■ Material supplied ■
***
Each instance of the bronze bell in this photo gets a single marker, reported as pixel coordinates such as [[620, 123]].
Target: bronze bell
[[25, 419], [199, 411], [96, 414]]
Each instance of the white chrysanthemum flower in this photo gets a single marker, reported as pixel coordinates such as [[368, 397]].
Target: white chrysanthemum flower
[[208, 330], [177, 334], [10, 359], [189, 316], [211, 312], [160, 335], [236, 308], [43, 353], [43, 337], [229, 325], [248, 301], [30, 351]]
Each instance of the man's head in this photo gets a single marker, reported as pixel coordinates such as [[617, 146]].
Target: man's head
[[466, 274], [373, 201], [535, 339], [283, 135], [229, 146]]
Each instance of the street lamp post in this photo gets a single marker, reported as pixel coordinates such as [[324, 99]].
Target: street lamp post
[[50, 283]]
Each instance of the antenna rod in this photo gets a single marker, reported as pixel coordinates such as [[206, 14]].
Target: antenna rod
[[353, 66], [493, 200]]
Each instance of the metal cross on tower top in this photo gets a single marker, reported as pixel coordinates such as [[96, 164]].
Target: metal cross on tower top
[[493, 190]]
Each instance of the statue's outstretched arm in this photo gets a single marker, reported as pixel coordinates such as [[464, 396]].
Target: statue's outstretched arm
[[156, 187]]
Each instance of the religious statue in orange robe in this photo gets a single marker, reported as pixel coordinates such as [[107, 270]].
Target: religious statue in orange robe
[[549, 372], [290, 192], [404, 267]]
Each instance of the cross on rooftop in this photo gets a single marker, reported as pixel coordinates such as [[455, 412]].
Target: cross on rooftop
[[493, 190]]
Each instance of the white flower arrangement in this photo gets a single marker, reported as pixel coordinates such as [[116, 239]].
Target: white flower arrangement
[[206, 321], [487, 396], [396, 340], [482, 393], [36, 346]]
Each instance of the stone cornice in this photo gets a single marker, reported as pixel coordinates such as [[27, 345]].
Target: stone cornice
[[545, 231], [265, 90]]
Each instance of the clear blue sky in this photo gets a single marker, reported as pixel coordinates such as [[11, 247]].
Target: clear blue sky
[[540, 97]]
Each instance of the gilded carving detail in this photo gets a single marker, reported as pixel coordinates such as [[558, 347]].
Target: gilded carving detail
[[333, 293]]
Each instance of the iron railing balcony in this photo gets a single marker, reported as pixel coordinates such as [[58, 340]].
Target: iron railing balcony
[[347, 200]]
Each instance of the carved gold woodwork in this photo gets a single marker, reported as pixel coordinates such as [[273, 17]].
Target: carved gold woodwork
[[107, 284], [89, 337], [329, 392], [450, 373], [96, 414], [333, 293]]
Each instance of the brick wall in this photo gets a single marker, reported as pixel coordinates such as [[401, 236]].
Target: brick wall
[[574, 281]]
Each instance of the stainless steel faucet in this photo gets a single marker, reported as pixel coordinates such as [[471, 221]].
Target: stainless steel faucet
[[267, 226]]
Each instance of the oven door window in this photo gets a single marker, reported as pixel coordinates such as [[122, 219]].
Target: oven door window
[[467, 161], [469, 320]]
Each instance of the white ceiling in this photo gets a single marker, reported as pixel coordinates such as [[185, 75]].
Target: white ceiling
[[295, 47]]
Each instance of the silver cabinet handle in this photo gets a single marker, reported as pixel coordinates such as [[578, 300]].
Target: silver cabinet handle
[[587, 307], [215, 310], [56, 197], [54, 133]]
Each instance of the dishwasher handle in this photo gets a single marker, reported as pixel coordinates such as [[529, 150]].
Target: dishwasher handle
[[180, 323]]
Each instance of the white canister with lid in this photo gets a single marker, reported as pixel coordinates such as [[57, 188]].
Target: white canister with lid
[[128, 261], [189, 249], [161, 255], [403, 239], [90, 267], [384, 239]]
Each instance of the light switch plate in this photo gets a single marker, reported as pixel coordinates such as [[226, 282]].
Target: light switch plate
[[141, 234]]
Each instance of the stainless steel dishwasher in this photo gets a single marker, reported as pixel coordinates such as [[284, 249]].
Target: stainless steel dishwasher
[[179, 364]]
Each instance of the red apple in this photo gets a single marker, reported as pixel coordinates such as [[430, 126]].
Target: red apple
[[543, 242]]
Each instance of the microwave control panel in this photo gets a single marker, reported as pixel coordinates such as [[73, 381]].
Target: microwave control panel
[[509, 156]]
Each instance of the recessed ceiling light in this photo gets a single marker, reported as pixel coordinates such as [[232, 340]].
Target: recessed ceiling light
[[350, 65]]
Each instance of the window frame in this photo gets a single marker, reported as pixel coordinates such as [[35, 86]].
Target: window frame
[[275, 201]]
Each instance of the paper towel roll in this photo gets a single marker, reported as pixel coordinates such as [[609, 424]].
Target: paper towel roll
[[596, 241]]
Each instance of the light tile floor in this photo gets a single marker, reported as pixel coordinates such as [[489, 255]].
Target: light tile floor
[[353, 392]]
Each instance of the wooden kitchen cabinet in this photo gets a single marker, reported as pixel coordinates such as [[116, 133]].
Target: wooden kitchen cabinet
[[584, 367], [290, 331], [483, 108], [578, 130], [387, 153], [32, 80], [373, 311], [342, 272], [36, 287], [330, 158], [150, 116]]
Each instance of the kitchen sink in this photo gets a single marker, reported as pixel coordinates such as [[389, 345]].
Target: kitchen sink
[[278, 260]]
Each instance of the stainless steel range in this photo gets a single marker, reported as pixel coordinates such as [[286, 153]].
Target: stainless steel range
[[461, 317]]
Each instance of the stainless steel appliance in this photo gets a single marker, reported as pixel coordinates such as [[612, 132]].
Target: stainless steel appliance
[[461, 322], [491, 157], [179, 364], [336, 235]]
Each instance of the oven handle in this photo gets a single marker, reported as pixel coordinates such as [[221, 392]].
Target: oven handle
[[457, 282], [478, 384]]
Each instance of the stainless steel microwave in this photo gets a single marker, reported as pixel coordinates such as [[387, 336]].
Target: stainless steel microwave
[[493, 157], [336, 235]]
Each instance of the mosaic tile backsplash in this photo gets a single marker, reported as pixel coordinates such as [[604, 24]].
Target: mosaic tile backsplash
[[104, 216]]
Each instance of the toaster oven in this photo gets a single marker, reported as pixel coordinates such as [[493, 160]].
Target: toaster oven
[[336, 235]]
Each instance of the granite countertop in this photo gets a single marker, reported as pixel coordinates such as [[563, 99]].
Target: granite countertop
***
■ What is needed ■
Copy each line of the records above that carries the word "granite".

■ Result of the task ■
Each instance of the granite countertop in this photo gets a single marker, reported as pixel coordinates such as [[563, 99]].
Target: granite countertop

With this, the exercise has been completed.